Work to be completed =>
The records below are to be quoted in full; please keep every word exact.
· · · · · · ·
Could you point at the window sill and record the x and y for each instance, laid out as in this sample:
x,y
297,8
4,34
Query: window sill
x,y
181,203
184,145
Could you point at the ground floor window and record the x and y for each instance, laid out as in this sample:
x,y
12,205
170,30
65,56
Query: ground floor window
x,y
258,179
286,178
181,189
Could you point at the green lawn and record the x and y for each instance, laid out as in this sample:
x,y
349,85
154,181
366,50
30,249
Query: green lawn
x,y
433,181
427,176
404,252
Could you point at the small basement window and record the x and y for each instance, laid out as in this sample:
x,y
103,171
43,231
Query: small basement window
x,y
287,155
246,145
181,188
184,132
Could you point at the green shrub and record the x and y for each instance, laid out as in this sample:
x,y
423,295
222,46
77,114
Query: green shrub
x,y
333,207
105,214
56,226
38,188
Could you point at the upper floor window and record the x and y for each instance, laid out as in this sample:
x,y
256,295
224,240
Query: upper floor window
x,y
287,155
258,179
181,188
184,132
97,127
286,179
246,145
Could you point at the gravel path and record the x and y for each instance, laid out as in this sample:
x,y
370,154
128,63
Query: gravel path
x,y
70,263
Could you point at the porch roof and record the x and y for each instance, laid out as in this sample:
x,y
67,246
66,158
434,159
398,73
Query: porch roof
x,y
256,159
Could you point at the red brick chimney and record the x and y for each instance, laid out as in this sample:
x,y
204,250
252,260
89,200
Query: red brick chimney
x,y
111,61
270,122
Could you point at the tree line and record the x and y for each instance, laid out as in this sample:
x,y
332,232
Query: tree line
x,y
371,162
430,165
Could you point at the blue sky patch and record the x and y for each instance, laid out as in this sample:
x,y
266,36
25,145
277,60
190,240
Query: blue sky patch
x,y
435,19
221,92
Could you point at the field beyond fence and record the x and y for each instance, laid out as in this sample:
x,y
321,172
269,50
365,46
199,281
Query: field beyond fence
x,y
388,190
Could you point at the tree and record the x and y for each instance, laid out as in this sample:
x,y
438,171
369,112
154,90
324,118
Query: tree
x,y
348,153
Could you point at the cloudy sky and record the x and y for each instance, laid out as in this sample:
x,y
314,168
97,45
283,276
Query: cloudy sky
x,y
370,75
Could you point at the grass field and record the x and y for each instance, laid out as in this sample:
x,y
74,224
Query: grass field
· · · · · · ·
Finished task =>
Could you point at the window sill and record the x and y for each instance, laid out as in this sample:
x,y
297,8
4,34
Query: window sill
x,y
181,203
184,145
Could you point at the ground floor window and record the x and y for each instance, laid out as in this sample:
x,y
12,205
170,30
65,56
Query: ground floor window
x,y
258,179
286,178
181,189
Could you point at the green lawn and record the x and y for each instance, laid out as in this sample:
x,y
349,85
154,181
366,50
30,249
Query: green lawn
x,y
433,181
427,176
404,252
Could you point at the small basement window and record the x and y for each instance, laid out as in this sample:
x,y
103,171
43,231
Query: small basement window
x,y
287,155
246,145
181,188
184,132
Could you point at the green shrub and record the x and y for each instance, laid out as in this sample:
x,y
423,295
222,46
77,114
Query: green shrub
x,y
333,207
105,214
56,226
38,188
Could you point at the upper floor window and record the x and y for each instance, laid out as in this sample:
x,y
256,295
224,240
Query: upper floor window
x,y
287,155
258,179
181,188
184,132
97,127
286,179
246,145
Could you point at the gravel path and record the x and y for each instance, laid out as in this sample:
x,y
370,154
128,63
Query: gravel path
x,y
70,263
Could you point at the porch roof and record the x and y for each instance, laid out as in this sample:
x,y
67,246
66,158
434,159
398,73
Query: porch roof
x,y
256,159
Could you point at the red brick chimney and record the x and y for each instance, laid out as in this sample:
x,y
204,250
252,260
89,200
Query: red brick chimney
x,y
111,61
270,122
Could you point at the tree line and record the x and y for each instance, laid out as in this sample:
x,y
332,232
Query: tree line
x,y
371,162
430,165
Could you point at the blue sky patch and record the x and y for each instance, laid out as in this sample:
x,y
266,36
25,145
277,60
190,240
Query: blue sky patch
x,y
435,19
221,92
Could you point at the field beyond fence and record the x and y for each instance, laid out as in this sample:
x,y
321,172
269,50
365,46
199,281
Query: field beyond fence
x,y
388,190
Could you point at the tree and record the x and y for each instance, laid out as in this sample:
x,y
438,171
369,112
154,90
324,118
Query: tree
x,y
348,153
Could you point at the cloudy sky and record the x and y for each instance, laid out as in this sample:
x,y
314,168
97,45
283,276
Query: cloudy sky
x,y
370,75
Could you point at the grass field and record the x and y for each instance, laid out as in this sample:
x,y
74,224
Query: grass field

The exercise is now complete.